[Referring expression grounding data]

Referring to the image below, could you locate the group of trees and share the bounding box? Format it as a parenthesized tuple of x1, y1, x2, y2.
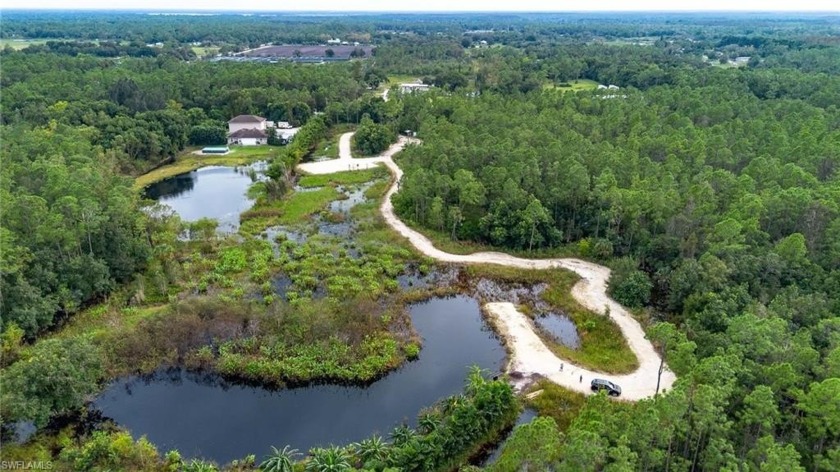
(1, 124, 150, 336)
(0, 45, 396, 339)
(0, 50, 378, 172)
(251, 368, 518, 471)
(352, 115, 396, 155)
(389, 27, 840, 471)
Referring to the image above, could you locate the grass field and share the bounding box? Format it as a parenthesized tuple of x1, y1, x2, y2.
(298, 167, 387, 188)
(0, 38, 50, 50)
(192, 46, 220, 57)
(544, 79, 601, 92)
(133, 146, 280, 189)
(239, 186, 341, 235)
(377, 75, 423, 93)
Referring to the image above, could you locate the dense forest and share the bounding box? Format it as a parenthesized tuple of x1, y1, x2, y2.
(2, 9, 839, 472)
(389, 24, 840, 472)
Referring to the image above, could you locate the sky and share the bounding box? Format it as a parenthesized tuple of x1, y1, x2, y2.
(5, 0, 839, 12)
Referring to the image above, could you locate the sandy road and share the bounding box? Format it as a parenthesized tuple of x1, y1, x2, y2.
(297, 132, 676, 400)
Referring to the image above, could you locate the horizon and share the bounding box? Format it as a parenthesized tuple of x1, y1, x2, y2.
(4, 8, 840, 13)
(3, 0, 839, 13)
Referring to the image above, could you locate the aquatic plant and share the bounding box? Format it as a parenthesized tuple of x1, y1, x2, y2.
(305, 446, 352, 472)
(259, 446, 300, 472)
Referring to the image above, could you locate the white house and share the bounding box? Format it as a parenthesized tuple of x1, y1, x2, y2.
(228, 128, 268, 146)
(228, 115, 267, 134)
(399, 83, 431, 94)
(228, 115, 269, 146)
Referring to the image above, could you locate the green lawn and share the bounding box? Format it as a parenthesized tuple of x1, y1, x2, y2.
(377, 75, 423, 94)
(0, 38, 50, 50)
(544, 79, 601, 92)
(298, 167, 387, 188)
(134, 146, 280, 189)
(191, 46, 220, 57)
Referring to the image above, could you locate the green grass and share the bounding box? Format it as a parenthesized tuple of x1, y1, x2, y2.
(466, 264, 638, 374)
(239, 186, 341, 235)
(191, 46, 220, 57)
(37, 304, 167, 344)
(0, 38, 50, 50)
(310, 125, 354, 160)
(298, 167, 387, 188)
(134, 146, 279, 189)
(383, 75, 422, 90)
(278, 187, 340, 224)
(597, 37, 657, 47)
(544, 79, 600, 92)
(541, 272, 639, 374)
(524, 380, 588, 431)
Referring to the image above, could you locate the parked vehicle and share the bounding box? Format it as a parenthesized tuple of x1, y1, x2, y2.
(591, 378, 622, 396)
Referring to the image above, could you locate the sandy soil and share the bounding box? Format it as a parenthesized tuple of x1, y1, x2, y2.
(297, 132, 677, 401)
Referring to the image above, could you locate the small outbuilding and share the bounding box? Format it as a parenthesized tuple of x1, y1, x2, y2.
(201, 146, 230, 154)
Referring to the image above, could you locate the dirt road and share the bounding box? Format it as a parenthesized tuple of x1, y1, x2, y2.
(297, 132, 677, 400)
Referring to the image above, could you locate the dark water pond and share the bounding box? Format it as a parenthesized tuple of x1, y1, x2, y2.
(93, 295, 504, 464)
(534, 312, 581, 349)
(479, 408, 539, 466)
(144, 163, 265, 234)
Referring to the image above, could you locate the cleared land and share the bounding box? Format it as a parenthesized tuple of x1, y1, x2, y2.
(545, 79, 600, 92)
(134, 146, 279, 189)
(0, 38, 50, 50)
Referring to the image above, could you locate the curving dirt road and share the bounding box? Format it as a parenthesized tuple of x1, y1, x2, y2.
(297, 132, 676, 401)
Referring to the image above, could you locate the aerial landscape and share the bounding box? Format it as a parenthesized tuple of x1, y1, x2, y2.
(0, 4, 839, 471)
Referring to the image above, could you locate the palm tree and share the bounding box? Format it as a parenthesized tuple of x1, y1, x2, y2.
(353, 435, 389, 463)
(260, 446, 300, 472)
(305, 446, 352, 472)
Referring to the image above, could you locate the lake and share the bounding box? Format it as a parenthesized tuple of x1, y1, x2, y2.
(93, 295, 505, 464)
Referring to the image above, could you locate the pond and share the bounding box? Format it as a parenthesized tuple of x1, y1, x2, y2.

REQUIRED WORK
Please keep the pictures out and reproduce the records above exactly.

SOLUTION BELOW
Referring to the image below, could you locate the group of trees and share the bounding box? Format it as a parenthesized tuple of x1, y1, x2, y2.
(1, 124, 150, 336)
(0, 45, 396, 339)
(0, 50, 378, 172)
(251, 368, 518, 471)
(352, 115, 396, 155)
(389, 27, 840, 471)
Referring to the image above, could you locate the grass field and share the bounding box? Format it as a parenthesized tuple of x1, y1, x2, y2.
(298, 167, 387, 188)
(0, 38, 50, 50)
(192, 46, 220, 57)
(544, 79, 601, 92)
(133, 146, 280, 189)
(239, 186, 341, 235)
(377, 75, 423, 93)
Referring to the image above, could you locate the dense forest and share the bounding box? Format it as a parenthesized tuple of x1, y1, x2, y2.
(2, 9, 839, 472)
(389, 24, 840, 472)
Referring to the image above, could you locate the sky and share the bounding box? Format it as a parenthesized tuple of x1, y1, x2, y2.
(5, 0, 839, 12)
Referring to the image above, could you locate the sandy road and share the bounding box? Format it as a parenthesized tuple of x1, y1, x2, y2.
(297, 132, 676, 400)
Referring to the image above, could you locate the horizon and share the bounding box? Format it as a parenthesized tuple of x1, y1, x2, y2.
(4, 8, 840, 13)
(3, 0, 839, 13)
Referring to the image above, could you locate the aquatic plant and share the bounding box? Format it as a parenthesized tuple of x1, y1, x2, y2.
(305, 446, 352, 472)
(259, 446, 300, 472)
Referring to the image above, could you locate the white house and share the bounding box? Format it as a parenthesized tuple of x1, y1, x2, y2.
(228, 128, 268, 146)
(228, 115, 267, 134)
(399, 83, 431, 94)
(228, 115, 269, 146)
Referring to the image above, could you locate the green lawn and share the bounding box? Format it as a parenthesized tuple of x1, y1, x2, y2.
(377, 75, 423, 94)
(0, 38, 50, 50)
(544, 79, 601, 92)
(298, 167, 387, 188)
(134, 146, 280, 189)
(191, 46, 220, 57)
Referring to the image above, could you locate the green grass and share the bounding box? Format it as a parenthesized tuple of x1, y1, x2, y2.
(466, 264, 638, 374)
(239, 186, 341, 235)
(191, 46, 220, 57)
(37, 304, 167, 344)
(0, 38, 50, 50)
(310, 125, 354, 160)
(298, 167, 387, 188)
(134, 146, 279, 189)
(383, 75, 422, 90)
(278, 187, 340, 224)
(597, 37, 657, 47)
(544, 79, 600, 92)
(541, 272, 639, 374)
(524, 380, 588, 431)
Referring to the image above, could you locate the parked vehicle and share the bounding box? Format it as a parenthesized tuple of x1, y1, x2, y2.
(591, 378, 622, 396)
Referring to the image above, could you locate the sandy soil and share the bounding box? Format it as a parenthesized tuple of x1, y1, x2, y2.
(297, 132, 677, 401)
Referring to the image above, could you locate the small outbuilding and share the bounding box? Format it as a parenthesized tuple of x1, y1, x2, y2.
(201, 146, 230, 154)
Referring to the image above, could you locate the dirt road and share the bounding box? Format it as a parenthesized tuple of x1, y1, x2, y2.
(297, 132, 677, 400)
Referring to the image above, could you locate the dark water pond and share the bounding box? Format it as a parenthesized tuple of x1, y1, x2, y2.
(93, 295, 504, 464)
(534, 312, 581, 349)
(479, 408, 539, 466)
(144, 163, 265, 234)
Referring to the image above, could you locate the cleared land and share the bounding box? Format it as a parenthesized tuple of x1, y1, x2, y2.
(545, 79, 600, 92)
(134, 146, 279, 189)
(0, 38, 50, 50)
Referring to the image above, could you locate the curving dirt road and share the bounding box? Format it as a parenthesized tuple of x1, y1, x2, y2.
(297, 132, 676, 401)
Referring to the image above, could you locate the aerial landscape and share the bounding box? Format it as a parenthesized tuple of x1, y1, x2, y2.
(0, 4, 839, 471)
Referring to the image above, could you locate the palm tree and share the bounding box? Format it as a parenthesized tuple of x1, y1, x2, y2.
(353, 435, 389, 463)
(260, 446, 300, 472)
(305, 446, 352, 472)
Referring to the image above, could you locate the lake and share the bounding box? Format it as a parenthesized tuple of x1, y1, x2, y2.
(93, 295, 505, 464)
Referring to the image above, could you locate the pond and share the bounding box? Format it as a parenthesized tuple of x1, y1, x2, y2.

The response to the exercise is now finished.